Task to carry out: Search the data for "diver". Each line containing it is to be copied.
+++ Data to examine
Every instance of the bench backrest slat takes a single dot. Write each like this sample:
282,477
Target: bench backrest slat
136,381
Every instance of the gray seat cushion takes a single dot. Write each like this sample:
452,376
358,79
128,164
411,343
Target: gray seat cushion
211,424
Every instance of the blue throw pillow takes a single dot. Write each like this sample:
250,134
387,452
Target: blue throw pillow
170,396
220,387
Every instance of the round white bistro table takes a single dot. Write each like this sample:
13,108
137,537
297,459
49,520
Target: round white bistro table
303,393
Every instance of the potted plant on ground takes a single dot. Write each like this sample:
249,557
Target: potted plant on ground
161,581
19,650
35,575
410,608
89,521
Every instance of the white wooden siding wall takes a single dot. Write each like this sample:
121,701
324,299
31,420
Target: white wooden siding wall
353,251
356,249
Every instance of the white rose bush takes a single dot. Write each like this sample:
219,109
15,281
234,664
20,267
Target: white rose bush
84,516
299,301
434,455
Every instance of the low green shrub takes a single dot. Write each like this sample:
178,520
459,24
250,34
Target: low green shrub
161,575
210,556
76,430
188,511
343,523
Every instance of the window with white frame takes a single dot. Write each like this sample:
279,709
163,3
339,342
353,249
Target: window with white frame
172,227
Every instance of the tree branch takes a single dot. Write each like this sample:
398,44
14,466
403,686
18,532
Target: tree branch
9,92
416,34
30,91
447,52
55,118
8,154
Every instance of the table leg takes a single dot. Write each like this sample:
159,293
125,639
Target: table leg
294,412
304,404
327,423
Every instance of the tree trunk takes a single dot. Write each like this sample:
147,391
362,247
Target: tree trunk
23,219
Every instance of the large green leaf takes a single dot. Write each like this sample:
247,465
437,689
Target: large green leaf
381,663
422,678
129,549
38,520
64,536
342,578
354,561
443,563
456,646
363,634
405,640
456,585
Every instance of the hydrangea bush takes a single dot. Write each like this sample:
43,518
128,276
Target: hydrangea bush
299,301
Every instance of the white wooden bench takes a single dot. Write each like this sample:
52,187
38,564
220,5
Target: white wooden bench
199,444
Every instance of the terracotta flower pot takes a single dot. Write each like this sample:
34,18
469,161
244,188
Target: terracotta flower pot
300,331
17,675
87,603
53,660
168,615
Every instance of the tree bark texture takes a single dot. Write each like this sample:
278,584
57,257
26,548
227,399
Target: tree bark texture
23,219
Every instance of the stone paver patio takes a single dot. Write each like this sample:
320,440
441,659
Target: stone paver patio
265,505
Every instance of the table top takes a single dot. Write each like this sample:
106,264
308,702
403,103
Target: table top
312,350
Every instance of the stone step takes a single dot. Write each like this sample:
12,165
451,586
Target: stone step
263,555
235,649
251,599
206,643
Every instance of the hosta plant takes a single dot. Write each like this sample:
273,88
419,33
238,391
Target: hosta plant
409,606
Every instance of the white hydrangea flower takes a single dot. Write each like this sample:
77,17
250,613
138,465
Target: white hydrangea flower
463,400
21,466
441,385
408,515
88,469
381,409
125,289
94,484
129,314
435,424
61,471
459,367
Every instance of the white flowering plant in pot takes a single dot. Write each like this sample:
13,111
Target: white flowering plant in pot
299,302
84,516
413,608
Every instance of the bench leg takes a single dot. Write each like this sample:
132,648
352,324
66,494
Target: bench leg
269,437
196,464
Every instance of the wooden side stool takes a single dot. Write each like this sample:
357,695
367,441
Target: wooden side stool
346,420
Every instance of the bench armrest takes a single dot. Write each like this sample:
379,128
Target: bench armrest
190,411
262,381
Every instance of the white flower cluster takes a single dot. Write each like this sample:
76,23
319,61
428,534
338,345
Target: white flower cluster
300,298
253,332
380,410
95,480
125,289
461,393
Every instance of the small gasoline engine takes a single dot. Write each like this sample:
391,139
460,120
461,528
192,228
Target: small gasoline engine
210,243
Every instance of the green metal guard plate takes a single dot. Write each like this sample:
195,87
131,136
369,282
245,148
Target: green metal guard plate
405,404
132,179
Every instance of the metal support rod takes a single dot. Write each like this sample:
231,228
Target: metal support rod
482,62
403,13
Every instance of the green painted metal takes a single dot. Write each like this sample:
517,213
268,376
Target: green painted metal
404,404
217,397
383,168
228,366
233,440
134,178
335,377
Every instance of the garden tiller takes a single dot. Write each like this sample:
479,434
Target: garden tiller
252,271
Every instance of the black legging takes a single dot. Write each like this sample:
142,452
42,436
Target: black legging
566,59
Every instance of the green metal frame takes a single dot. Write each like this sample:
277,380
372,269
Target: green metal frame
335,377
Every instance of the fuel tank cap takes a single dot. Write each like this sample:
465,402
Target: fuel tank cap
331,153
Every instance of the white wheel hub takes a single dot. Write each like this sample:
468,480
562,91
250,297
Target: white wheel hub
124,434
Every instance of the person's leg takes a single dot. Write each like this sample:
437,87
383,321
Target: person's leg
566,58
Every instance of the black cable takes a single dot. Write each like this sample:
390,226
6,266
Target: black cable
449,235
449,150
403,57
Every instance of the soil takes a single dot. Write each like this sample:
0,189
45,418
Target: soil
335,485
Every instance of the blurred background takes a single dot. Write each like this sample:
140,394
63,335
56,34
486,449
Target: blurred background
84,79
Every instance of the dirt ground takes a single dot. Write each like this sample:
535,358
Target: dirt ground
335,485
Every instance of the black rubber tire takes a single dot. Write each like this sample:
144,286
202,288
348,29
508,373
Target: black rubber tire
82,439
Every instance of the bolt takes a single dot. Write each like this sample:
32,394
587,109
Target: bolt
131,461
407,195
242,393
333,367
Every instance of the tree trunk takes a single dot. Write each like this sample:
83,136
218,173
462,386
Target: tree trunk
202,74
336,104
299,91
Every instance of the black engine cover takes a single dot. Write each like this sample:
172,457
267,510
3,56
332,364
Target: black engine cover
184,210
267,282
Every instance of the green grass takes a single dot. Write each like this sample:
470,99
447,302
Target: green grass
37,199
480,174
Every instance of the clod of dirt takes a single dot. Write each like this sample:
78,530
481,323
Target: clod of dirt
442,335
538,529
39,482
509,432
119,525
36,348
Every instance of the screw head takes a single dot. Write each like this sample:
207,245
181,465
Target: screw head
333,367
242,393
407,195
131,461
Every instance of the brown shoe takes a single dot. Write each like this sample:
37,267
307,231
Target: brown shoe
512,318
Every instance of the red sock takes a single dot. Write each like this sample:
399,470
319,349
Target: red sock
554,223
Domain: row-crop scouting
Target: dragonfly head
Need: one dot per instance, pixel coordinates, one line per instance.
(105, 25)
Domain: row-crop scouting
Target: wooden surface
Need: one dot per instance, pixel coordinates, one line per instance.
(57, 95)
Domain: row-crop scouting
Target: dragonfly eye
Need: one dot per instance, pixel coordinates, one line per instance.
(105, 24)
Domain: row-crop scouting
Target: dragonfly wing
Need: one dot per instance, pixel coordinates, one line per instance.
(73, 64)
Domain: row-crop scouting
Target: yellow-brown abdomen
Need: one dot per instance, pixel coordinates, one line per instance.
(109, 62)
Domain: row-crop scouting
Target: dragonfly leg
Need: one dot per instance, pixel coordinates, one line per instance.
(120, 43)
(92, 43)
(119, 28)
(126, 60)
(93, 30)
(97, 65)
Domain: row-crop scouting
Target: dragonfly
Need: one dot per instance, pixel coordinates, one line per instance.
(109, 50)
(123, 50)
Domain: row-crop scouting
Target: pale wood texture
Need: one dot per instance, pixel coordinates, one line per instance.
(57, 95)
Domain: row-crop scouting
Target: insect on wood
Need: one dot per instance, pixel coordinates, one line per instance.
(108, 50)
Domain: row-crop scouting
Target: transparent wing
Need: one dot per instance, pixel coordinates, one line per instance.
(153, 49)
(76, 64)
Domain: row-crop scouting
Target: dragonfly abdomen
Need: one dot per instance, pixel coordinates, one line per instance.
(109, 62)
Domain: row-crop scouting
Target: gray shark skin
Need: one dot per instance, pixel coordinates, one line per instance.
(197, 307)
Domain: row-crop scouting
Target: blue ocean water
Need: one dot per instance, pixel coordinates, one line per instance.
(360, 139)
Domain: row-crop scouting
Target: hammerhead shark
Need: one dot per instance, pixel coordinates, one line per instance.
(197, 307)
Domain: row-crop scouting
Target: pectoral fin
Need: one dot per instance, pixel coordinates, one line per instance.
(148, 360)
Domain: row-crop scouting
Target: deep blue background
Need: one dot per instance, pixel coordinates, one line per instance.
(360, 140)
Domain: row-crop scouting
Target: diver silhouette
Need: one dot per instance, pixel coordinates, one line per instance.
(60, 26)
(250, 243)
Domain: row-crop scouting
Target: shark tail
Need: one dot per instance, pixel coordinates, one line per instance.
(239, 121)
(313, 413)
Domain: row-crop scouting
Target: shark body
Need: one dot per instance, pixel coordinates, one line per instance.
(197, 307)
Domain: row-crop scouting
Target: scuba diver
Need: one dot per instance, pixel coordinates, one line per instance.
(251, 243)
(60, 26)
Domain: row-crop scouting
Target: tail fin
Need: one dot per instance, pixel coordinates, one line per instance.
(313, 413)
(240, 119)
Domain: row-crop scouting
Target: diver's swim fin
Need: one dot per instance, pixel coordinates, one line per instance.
++++++
Response area:
Target: diver silhouette
Target: scuba diver
Target: diver's swim fin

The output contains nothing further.